* Passage for review

The rainbow tetra is blue, green, white, and grey, but its iridescence is what makes all the colors of the rainbow come together. This tetra species doesn’t get too big, with most adults reaching up to 1.5 inches in length.

This species is a great addition to your community tank and is bound to bring a nice colorful splash into every aquarium.

Ember Tetra

Ember tetra against a planted background

A small, peaceful fish, the ember tetra is a beautiful species. Its personality combined with its vivid appearance makes the ember tetra an outstanding choice for a community tank.

Ember tetras glow bright orange, and their skin is so thin that it makes them look almost transparent.

These little swimmers grow up to one inch in length and are quite easy to care for. They look majestic against a planted background and will be a great fit for a community tank. If you are keeping a planted tank, embers are a must-have!

Lemon Tetra

Lemon tetra

Also native to South America, the lemon tetra is a well-known and sought-after tropical aquarium fish. Its appearance makes it easy to spot, even in a very crowded tank, thanks to its signature bright yellow markings.

Ember tetras are covered in tiny, compressed, densely packed scales, while their eyes are pitch-black with a beautiful red outline. They reach up to two inches in length and are quite easy to breed.

Diamond Tetra

Diamond Tetra

An exquisite jewel among the tetra species, the diamond tetra gets its name from its intricate scale pattern that makes it shine bright like a diamond.

The diamond tetra’s body is greenish in color with a mix of gray, black, and yellow. These fish have beautiful veil-like fins and black eyes that are brightly outlined with vivid red.

* What the task requires
Retype the tetra passage word for word, starting at "Also native to" and ending at "bright yellow markings.".

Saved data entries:
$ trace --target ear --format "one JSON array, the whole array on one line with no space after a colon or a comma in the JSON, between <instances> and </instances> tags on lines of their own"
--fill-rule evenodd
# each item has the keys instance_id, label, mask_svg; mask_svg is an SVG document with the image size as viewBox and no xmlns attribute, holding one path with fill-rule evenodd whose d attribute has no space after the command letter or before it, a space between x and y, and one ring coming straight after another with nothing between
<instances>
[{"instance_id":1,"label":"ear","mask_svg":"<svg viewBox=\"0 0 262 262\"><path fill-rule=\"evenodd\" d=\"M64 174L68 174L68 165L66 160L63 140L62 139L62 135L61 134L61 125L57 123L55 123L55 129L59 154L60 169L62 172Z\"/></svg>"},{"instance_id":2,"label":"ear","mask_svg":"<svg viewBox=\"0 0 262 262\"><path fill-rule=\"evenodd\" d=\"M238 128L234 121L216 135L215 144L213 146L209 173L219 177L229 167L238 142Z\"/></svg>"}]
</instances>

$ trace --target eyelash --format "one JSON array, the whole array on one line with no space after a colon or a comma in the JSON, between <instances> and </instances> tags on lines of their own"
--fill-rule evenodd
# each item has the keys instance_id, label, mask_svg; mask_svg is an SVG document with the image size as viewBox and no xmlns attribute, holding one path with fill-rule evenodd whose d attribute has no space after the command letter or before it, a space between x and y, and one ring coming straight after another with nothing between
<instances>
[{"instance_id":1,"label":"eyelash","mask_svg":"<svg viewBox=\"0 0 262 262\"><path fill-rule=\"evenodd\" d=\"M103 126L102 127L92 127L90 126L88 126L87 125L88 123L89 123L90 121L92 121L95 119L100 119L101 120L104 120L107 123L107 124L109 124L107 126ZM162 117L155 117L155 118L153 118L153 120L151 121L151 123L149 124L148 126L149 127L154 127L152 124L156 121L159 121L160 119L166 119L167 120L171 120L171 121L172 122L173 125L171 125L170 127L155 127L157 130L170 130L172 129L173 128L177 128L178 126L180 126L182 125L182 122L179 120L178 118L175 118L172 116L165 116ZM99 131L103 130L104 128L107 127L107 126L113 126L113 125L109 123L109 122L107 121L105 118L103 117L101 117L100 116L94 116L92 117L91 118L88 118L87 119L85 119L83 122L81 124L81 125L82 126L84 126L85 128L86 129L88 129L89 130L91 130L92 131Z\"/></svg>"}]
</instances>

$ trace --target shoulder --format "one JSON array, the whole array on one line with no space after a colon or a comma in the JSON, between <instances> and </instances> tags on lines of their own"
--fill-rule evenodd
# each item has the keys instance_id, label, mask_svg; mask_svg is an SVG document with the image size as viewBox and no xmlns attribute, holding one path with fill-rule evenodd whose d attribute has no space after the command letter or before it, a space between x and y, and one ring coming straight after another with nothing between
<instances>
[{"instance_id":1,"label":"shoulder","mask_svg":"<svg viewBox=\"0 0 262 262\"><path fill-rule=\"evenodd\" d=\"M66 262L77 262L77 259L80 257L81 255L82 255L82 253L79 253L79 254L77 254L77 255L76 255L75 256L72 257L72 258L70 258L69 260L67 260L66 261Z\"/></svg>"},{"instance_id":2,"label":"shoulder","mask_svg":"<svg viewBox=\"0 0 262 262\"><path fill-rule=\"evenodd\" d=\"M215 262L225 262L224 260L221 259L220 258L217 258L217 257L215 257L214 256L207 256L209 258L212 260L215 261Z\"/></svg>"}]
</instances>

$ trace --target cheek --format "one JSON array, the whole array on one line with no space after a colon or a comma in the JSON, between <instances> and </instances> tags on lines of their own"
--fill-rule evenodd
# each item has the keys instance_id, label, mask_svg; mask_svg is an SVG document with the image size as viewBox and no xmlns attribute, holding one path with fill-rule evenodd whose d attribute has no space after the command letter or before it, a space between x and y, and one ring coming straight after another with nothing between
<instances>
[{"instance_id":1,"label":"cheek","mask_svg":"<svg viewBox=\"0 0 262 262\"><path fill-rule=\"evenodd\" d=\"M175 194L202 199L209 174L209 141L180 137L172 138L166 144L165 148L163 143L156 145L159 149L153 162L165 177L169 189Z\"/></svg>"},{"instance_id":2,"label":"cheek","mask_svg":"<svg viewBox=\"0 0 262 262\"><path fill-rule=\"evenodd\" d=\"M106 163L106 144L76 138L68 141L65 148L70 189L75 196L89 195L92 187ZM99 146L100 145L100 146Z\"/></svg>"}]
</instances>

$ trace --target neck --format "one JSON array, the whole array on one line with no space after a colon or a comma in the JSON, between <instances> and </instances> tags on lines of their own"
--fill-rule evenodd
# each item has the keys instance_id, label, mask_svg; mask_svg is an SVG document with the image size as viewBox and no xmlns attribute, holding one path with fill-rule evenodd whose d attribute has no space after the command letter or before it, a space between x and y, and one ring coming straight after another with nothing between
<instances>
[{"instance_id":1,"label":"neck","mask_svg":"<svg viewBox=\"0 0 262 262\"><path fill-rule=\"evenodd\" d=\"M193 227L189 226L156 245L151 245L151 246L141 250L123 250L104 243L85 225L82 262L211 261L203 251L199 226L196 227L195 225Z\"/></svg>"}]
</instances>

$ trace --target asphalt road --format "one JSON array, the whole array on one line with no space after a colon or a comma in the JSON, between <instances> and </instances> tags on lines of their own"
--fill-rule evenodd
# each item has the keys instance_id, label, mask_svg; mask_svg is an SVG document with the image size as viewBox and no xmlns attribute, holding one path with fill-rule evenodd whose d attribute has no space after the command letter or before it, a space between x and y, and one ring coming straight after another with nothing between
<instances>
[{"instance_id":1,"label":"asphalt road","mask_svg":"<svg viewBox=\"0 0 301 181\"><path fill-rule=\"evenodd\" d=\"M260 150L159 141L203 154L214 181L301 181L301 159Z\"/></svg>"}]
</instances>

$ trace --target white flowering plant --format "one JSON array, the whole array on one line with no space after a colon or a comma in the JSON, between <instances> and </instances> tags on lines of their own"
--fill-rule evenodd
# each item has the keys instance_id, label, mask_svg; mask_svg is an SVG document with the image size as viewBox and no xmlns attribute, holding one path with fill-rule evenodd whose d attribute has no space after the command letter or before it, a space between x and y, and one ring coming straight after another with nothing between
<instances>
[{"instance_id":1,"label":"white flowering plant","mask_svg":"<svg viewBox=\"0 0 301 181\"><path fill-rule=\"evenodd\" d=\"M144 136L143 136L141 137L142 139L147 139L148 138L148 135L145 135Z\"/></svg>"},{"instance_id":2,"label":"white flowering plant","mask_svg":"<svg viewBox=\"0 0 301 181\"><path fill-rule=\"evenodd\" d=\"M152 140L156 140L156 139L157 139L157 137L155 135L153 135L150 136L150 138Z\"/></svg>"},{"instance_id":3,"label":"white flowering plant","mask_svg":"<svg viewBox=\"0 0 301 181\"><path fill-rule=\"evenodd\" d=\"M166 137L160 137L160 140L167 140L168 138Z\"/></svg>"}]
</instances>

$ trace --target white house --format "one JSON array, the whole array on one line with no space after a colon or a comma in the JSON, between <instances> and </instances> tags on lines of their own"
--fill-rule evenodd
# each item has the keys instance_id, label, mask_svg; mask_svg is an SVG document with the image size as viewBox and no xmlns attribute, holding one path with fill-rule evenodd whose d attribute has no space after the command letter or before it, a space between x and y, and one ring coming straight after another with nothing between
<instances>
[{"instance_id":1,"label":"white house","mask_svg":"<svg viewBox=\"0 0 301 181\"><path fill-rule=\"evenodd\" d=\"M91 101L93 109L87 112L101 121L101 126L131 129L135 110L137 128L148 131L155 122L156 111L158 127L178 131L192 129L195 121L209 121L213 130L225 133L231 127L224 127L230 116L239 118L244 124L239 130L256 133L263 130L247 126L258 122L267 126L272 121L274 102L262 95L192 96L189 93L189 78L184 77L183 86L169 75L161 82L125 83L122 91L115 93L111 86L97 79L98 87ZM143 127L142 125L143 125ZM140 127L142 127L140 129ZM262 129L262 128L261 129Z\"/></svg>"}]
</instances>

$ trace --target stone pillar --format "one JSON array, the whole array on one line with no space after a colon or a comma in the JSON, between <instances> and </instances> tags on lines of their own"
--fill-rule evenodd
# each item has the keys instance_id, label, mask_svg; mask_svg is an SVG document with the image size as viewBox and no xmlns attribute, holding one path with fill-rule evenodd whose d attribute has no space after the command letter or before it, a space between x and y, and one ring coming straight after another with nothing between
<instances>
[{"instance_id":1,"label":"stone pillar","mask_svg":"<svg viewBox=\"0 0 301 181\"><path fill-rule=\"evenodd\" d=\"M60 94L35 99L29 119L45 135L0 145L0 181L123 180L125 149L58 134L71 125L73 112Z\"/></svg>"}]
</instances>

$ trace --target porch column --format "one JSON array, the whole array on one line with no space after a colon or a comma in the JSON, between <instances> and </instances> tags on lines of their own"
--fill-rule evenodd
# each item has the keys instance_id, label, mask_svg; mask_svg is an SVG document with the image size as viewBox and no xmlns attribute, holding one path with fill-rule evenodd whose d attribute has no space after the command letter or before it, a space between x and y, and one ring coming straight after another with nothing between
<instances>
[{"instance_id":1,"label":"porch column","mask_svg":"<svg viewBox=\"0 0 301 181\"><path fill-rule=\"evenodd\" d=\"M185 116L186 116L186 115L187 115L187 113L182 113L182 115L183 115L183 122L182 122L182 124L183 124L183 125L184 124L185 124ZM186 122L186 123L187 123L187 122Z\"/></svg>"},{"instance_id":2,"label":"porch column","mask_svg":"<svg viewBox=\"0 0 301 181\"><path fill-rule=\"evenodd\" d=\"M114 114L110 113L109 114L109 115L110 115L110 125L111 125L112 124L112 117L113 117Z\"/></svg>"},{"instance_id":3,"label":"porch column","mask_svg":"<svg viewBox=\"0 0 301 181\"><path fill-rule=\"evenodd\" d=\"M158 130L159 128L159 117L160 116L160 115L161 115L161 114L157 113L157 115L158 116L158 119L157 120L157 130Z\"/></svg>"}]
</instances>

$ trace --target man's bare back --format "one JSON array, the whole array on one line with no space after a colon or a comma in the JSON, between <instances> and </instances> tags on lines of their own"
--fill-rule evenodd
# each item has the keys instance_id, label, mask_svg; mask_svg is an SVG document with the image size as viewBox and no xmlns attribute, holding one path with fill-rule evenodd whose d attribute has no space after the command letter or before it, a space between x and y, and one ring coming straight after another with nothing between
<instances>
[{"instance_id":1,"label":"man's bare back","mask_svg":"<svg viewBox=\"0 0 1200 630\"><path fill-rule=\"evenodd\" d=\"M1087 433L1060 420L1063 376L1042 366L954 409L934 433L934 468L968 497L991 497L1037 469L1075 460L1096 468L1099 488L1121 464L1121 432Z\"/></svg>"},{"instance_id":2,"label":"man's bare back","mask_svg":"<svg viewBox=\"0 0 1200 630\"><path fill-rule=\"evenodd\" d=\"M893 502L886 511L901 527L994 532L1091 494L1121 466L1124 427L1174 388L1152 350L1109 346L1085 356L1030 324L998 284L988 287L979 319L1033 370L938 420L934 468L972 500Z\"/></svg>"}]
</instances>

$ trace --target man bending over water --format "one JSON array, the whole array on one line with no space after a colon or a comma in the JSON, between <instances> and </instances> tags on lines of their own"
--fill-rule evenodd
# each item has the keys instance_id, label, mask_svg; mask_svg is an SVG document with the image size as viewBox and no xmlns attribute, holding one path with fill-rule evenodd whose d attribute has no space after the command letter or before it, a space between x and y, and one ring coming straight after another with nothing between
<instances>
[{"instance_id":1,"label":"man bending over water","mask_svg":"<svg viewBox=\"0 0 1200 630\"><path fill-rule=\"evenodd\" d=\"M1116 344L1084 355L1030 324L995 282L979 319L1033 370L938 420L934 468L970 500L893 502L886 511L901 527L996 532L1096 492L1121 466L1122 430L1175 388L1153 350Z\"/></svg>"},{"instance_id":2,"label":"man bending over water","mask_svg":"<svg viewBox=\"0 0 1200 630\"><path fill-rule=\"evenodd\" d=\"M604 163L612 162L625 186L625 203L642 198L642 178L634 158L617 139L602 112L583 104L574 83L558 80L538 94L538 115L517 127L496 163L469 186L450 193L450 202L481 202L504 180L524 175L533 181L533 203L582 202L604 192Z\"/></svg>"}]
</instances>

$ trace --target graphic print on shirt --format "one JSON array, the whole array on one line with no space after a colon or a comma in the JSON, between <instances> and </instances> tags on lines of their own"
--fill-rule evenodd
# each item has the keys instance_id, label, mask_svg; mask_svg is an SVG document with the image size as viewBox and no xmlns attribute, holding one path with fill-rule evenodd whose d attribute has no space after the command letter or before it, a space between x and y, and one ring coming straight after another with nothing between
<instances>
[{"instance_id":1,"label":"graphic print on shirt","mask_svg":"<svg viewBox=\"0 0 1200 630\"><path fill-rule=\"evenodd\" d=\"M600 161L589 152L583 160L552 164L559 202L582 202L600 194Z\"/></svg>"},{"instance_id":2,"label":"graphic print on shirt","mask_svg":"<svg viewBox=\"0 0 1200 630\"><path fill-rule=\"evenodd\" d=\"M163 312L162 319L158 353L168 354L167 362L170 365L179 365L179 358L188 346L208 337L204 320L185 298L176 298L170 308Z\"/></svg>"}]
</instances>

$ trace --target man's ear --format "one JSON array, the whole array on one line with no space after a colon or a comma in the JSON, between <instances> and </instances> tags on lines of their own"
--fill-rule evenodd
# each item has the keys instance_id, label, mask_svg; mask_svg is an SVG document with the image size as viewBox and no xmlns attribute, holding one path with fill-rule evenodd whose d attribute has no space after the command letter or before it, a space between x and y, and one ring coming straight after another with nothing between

* Problem solution
Also native to South America, the lemon tetra is a well-known and sought-after tropical aquarium fish. Its appearance makes it easy to spot, even in a very crowded tank, thanks to its signature bright yellow markings.